> [Extract provided]:
————
Television has changed that. Now, with longer broadcasting hours and the abundance of new channels, vintage movies are enjoying a second life, often with a bigger audience than the first time. Maybe that's why the name Maureen O'Sullivan is practically a household word even today. Between 1930 and 1965 she made dozens of films, ranging from Marx Brothers comedy (_A Day At The Races_) to classics of English literature (_David Copperfield_, _Pride and Prejudice_) to Tarzan films, in which she played Jane.
But unlike so many of her contemporaries, Maureen is neither dead nor retired. She maintains a busy schedule of acting, writing, traveling, and enjoying her status as a mother of five and a grandmother of many.
Maureen shows me around her large, beautiful apartment facing Central Park, right across the hallway from Basil Rathbone's last home. "I keep this part for the children," she says, indicating a section of several rooms. There are photos of her children everywhere, including a good number of her actress daughters Mia and Tisa Farrow. Mia lives in England and Tisa is in California, but they still get together frequently.
"I'm doing an autobiography now. It's about halfway done. My agent has the manuscript. But I'm not writing any more until I see if there's any interest in it. ... I started it two years ago, then put it away. I wasn't even interested in it myself. Then a friend of mine, John Springer, had me to lunch. He said, 'You ought to do an autobiography.' I said I had already started one. ... So I went back and worked on it some more, and condensed it into 10 pages. I had to do it myself -- every word, syllable, comma."
She recently spent five weeks in upstate New York playing one of the leads in _The Glass Menagerie_ by Tennessee Williams. The critics had nothing but praise for her portrayal of the ambitious mother, and one described Maureen's acting as "genius."
The stage is not the only place where Maureen employs her dramatic talents. Shortly after completing the Williams play, she went to Albany, New York to do a reading from _The Wayward Bus_ for the state legislature. "They're trying to get a new bill through Congress to get money for a program for more halfway houses for women alcoholics," she explains. "I believe in that kind of thing."
One of the last plays she did in New York City was _No Sex Please -- We're British_. It was a hit in London, and the preview performances were doing well enough in New York to call for an official Broadway opening. "Then [drama critic] Clive Barnes came to the producer and said, 'If you have an opening you'll have a disaster, because the critics won't like it.' And he was right. As soon as the reviews came out, the theatre emptied. In the previews, the audiences loved it. The critics made a big thing out of opening night. In London, I don't think the public pays that much attention to the critics. The average person there doesn't read the reviews."
————
> [Data]:
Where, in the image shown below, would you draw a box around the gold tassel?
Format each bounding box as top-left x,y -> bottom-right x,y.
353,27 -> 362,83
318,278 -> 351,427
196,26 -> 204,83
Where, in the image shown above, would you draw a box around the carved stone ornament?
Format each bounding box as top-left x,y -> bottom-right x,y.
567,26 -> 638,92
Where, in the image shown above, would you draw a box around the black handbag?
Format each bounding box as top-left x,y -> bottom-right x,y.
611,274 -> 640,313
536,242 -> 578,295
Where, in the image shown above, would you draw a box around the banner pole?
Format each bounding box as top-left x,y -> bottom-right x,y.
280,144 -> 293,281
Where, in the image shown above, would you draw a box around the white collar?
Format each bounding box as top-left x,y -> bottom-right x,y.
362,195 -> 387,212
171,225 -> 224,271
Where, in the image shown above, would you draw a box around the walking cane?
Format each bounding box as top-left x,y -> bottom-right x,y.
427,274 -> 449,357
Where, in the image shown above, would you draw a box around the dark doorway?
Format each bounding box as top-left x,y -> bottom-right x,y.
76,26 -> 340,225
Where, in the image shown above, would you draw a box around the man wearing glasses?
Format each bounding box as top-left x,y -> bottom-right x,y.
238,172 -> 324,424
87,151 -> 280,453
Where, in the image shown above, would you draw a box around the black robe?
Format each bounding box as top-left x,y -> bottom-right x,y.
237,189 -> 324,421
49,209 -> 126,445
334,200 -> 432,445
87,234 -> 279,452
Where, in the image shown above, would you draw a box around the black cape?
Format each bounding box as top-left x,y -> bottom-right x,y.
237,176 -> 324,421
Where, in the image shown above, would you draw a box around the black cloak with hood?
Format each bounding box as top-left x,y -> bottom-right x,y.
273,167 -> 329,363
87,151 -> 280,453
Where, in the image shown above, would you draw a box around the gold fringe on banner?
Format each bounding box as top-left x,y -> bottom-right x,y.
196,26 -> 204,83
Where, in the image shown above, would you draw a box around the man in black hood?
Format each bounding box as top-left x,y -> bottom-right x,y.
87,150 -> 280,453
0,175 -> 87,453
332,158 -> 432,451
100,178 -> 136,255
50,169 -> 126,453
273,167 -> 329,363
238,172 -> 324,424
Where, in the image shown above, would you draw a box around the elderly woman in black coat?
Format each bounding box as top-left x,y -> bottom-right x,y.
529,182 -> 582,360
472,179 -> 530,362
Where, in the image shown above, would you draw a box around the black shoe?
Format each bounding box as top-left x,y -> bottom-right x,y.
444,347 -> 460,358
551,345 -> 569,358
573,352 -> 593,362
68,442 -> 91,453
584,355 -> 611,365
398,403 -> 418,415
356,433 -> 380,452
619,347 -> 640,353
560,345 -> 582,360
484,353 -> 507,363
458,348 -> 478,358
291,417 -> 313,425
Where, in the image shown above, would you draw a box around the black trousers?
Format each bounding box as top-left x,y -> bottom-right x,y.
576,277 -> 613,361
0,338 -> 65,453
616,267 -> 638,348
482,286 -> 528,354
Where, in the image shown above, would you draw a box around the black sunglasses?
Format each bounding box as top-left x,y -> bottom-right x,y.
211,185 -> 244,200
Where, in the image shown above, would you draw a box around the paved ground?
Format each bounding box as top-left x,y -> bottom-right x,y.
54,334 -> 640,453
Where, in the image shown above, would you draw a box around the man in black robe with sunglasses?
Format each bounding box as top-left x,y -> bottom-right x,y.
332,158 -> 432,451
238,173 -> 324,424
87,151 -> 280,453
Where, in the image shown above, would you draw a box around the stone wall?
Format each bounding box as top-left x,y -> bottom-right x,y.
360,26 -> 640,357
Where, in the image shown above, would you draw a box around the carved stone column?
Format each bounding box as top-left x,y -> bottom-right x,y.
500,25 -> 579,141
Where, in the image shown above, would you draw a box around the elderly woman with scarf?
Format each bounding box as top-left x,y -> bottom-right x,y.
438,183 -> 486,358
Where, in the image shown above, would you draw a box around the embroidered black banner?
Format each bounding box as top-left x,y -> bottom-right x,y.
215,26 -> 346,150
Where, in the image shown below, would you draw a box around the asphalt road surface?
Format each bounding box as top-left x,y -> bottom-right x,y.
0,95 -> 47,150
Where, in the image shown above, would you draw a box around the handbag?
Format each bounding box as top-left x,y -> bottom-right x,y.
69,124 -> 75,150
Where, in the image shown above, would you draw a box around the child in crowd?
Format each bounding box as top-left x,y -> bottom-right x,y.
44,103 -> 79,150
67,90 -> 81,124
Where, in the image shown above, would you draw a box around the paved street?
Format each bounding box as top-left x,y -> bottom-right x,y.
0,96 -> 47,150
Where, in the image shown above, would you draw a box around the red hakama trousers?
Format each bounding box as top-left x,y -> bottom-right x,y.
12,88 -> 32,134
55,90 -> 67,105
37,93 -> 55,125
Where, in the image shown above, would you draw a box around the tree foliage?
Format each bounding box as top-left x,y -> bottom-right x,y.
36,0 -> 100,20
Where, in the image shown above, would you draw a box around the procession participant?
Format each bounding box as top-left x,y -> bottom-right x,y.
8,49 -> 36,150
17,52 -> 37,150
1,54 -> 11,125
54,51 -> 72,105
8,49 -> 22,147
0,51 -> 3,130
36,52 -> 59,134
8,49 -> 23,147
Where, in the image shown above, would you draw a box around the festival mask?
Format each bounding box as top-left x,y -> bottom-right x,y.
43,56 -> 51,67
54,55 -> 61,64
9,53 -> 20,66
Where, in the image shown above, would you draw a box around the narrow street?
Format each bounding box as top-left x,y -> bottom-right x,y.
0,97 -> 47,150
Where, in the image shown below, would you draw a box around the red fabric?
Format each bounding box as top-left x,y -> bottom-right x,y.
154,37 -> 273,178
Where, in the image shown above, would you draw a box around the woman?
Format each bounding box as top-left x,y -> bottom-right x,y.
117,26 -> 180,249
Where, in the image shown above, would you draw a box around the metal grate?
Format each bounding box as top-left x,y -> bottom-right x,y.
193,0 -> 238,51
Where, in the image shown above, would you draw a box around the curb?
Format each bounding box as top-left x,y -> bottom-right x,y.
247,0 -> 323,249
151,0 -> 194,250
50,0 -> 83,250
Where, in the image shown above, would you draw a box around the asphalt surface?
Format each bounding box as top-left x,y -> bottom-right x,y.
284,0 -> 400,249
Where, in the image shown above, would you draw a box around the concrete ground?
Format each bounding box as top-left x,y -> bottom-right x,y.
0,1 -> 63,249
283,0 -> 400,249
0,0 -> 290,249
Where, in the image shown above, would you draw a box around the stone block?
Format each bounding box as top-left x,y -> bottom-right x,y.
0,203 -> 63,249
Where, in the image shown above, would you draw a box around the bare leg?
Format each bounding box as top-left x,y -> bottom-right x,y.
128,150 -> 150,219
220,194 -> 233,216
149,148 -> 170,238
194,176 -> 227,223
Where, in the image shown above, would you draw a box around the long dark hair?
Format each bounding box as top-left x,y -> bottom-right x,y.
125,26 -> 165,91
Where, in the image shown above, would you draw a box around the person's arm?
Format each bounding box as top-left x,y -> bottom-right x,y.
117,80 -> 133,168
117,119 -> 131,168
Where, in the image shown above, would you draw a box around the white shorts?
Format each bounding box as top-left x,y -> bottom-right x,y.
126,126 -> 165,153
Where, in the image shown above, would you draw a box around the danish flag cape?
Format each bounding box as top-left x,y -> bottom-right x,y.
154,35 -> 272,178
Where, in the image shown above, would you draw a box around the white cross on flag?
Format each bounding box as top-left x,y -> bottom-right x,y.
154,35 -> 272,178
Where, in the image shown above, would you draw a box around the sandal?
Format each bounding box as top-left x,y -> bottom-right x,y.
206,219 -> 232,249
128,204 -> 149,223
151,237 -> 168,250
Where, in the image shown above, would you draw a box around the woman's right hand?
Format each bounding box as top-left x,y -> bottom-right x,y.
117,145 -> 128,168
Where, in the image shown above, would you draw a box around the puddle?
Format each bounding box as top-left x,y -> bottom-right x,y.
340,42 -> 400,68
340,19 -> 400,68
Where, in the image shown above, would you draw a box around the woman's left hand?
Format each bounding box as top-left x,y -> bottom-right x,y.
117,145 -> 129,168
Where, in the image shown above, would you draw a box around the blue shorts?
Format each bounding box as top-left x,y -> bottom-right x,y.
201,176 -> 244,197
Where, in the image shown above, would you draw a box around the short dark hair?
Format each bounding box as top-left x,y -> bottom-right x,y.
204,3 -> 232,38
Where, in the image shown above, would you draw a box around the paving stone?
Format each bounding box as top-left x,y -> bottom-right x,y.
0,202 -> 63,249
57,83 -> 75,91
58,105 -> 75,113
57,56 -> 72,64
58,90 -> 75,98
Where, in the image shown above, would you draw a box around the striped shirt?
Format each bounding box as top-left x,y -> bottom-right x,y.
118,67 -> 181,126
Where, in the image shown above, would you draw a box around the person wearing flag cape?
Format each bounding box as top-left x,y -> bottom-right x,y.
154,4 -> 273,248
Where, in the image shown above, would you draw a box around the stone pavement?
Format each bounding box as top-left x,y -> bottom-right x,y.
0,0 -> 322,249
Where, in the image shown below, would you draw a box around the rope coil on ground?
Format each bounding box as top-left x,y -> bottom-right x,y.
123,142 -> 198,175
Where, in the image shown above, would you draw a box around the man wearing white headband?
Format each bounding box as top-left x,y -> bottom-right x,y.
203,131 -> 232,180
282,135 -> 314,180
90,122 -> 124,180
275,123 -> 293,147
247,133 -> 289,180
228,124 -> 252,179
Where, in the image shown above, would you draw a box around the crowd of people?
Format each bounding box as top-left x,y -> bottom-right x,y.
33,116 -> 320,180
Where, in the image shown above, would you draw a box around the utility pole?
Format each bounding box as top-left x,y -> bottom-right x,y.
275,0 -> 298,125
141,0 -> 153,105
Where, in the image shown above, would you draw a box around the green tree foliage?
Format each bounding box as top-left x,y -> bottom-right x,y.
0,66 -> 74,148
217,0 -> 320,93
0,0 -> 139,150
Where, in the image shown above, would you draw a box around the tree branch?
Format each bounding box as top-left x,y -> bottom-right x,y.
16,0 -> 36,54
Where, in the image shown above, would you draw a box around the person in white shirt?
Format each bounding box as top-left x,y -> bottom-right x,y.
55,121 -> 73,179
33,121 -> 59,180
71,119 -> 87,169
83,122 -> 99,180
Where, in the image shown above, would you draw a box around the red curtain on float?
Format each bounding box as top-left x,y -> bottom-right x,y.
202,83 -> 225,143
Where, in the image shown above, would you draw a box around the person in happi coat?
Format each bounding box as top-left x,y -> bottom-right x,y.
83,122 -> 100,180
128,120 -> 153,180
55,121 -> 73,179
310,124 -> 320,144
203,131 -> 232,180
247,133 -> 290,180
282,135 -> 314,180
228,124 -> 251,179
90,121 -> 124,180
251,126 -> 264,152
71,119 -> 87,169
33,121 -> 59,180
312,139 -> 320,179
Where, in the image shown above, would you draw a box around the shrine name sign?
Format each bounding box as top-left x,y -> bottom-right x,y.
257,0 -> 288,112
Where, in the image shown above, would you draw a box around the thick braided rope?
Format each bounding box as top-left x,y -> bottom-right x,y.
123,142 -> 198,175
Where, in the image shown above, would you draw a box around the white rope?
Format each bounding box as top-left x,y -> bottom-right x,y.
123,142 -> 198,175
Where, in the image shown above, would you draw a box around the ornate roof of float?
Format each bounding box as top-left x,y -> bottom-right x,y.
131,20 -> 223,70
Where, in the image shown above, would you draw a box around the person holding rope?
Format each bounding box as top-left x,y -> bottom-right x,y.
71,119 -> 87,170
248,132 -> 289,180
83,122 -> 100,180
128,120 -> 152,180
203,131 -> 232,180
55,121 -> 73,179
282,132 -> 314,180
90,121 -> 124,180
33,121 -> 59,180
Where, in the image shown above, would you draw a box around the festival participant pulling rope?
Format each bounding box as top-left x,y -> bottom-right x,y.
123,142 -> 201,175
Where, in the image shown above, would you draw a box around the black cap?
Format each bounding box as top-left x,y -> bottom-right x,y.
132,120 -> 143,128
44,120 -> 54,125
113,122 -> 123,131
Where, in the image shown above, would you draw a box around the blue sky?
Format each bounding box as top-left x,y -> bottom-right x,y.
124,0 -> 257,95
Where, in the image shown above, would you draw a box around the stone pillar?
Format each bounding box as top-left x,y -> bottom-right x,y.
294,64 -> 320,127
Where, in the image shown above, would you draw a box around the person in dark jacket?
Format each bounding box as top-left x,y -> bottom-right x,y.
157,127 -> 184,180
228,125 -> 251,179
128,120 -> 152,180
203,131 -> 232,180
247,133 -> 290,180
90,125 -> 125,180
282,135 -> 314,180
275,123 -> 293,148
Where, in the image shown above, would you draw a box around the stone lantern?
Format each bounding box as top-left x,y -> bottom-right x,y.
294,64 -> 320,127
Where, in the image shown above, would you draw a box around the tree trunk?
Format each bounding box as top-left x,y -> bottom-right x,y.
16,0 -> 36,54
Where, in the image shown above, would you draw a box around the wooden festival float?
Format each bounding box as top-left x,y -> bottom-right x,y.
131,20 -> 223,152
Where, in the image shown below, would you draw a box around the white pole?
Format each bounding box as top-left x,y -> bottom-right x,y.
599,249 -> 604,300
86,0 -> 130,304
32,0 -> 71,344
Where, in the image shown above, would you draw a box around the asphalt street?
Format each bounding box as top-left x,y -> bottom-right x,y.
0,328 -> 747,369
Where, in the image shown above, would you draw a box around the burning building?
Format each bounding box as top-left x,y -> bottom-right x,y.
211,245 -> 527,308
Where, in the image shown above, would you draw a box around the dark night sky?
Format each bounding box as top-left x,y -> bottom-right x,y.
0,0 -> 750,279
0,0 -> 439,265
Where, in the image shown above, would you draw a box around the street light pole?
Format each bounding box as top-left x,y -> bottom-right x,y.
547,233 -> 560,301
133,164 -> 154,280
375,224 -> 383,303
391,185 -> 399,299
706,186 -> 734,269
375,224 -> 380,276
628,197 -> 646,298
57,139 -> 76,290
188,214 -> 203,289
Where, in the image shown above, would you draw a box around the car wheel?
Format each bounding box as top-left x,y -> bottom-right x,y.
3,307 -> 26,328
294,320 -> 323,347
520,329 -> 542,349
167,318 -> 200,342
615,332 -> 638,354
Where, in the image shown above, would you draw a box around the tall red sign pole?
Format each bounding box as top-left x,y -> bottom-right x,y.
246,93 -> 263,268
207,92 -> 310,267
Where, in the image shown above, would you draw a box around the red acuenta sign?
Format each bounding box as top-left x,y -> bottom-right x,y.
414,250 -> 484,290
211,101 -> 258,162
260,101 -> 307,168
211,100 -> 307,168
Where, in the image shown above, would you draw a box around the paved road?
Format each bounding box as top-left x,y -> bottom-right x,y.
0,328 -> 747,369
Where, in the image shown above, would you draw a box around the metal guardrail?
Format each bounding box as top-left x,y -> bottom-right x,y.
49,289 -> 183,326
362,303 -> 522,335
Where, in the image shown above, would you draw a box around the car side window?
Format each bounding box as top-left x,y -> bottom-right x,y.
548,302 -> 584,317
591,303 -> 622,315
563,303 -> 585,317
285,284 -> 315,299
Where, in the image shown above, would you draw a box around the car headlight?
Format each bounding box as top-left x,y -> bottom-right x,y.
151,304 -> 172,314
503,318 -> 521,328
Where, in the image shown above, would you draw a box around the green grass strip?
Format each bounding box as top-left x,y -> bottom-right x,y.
————
Summarize the text above about Maureen O'Sullivan in two sentences.

> [Full output]:
Maureen O'Sullivan, who made dozens of films between 1930 and 1965, is neither dead nor retired and keeps busy acting, writing, traveling, and enjoying her family. She is about halfway through an autobiography, recently drew critical praise as the mother in The Glass Menagerie, and gave a reading from The Wayward Bus for the New York state legislature.